(Data extracted from a collection)
______________________________

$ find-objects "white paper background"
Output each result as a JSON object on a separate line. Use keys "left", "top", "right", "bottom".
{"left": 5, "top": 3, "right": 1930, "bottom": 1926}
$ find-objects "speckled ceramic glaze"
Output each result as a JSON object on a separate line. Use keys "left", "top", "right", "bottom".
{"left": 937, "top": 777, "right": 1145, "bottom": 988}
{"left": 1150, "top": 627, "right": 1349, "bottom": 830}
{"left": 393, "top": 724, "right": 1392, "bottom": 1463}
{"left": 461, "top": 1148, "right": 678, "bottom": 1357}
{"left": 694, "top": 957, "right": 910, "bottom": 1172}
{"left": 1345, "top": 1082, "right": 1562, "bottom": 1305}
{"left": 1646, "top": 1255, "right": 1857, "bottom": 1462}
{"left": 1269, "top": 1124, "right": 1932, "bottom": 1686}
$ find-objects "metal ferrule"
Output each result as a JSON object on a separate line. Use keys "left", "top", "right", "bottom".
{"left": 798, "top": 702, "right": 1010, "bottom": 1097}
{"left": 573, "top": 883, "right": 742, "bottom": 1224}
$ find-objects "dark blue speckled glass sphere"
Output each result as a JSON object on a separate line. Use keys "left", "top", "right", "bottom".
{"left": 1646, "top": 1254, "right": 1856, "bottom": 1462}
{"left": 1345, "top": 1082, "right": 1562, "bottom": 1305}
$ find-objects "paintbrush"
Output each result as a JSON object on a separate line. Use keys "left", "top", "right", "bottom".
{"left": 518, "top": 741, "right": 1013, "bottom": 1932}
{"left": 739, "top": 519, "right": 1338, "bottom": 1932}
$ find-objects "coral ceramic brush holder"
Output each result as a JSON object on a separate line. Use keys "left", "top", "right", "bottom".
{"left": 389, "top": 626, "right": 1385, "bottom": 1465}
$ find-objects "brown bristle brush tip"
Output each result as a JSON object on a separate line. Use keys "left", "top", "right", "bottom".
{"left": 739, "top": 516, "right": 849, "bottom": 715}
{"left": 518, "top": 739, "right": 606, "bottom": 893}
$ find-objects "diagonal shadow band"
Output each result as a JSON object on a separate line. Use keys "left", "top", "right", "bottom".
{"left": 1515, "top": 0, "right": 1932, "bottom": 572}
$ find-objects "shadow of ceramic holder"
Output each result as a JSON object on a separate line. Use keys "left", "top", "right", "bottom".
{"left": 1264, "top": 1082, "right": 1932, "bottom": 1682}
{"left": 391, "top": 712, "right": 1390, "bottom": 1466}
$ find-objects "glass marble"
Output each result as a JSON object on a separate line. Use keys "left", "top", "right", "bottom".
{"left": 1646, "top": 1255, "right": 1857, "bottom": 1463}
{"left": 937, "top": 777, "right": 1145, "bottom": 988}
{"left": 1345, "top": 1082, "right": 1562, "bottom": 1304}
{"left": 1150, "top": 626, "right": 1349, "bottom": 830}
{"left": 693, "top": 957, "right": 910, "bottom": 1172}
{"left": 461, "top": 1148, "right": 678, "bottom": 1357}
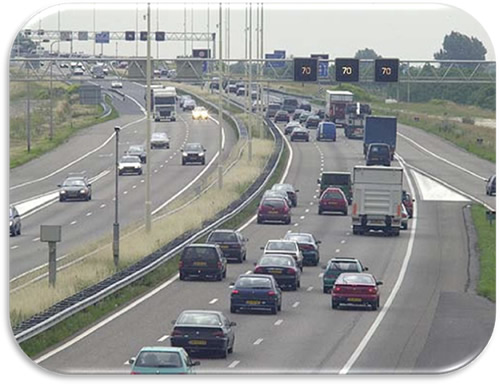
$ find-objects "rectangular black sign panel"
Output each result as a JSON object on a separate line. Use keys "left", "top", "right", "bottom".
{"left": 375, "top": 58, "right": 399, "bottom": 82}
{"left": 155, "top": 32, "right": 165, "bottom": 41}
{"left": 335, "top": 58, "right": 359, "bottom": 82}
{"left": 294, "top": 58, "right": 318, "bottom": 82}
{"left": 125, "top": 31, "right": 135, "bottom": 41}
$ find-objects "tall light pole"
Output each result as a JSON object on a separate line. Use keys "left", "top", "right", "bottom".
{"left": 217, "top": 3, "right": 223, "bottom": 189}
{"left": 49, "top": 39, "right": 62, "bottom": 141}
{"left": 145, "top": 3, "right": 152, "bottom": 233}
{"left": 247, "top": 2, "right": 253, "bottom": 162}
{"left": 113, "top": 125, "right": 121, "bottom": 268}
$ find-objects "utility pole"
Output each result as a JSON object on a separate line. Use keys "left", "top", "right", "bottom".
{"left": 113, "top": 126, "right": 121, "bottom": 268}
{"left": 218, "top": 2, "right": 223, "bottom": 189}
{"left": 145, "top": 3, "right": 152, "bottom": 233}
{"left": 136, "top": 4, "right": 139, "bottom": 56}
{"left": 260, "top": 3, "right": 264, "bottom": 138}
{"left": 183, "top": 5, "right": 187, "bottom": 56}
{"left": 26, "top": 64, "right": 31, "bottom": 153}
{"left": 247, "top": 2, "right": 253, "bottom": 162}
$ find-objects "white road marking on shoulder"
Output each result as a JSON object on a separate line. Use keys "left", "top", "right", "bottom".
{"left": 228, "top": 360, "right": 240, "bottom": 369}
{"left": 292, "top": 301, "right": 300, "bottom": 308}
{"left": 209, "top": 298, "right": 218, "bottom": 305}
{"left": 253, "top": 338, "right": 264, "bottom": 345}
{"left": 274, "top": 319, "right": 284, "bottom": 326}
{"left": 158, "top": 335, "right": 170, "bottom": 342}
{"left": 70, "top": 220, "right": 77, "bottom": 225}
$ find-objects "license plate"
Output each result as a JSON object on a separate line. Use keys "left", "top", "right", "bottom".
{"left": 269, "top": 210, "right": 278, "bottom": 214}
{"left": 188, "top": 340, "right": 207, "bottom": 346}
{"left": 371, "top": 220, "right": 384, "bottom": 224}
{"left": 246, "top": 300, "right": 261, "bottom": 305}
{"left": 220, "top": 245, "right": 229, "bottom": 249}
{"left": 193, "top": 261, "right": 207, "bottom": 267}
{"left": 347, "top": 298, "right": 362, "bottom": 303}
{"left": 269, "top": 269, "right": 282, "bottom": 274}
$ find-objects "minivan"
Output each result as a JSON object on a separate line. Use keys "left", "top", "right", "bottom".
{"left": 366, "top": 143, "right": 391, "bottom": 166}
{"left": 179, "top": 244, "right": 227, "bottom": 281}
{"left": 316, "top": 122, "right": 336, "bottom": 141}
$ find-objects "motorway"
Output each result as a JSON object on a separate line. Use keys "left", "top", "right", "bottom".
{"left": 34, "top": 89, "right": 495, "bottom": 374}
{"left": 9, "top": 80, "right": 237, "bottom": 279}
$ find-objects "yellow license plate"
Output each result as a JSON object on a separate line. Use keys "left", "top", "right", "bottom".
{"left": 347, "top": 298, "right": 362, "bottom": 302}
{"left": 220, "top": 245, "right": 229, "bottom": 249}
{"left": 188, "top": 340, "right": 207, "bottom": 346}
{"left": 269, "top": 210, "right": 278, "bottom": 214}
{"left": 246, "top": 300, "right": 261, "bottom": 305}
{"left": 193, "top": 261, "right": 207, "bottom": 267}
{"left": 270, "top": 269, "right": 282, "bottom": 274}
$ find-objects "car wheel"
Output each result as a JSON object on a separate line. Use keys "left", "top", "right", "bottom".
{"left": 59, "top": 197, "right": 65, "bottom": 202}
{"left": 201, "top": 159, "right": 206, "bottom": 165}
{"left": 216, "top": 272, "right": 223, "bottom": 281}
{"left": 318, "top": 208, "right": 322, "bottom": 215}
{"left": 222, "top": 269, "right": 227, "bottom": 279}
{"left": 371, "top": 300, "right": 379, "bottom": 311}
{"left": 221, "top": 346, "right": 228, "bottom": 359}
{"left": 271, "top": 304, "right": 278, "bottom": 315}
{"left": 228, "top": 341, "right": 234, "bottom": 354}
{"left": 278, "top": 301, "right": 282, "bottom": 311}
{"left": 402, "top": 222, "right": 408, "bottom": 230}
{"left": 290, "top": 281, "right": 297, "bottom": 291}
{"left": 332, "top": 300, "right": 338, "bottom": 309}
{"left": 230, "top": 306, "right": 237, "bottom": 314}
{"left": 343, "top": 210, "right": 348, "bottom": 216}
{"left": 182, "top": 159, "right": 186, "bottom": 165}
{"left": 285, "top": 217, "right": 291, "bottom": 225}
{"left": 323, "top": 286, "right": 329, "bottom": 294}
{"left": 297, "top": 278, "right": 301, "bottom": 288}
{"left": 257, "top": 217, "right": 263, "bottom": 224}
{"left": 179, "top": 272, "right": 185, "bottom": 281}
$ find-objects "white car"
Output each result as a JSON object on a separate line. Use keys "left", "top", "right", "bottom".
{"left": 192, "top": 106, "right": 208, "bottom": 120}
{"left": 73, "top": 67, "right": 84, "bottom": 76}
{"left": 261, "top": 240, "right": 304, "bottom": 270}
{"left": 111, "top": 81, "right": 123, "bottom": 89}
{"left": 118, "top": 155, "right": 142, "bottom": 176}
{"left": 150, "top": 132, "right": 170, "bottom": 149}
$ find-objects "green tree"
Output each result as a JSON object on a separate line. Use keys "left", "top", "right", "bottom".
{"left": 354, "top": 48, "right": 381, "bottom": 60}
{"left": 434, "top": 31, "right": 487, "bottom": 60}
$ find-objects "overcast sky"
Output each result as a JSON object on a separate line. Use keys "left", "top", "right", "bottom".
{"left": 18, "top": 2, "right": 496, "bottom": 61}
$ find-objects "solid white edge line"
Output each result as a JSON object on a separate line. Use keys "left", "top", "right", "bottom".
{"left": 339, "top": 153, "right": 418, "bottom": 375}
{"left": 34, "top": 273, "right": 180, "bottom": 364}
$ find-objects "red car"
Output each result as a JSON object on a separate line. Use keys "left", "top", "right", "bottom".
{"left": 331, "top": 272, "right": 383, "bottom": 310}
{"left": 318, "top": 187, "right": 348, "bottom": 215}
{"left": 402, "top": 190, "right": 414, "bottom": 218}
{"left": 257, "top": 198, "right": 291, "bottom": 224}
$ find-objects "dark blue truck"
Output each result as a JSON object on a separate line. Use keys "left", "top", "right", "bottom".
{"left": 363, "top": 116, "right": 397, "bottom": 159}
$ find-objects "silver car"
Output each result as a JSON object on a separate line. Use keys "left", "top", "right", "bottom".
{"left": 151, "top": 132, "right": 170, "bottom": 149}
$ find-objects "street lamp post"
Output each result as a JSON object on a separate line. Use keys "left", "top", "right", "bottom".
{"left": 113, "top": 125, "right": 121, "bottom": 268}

______________________________

**TASK PROMPT:** Search the records for the string "holder", and copy every line that holds it.

**RESULT:**
$ find-objects "coral ceramic brush holder"
$ find-objects "shadow of ceramic holder"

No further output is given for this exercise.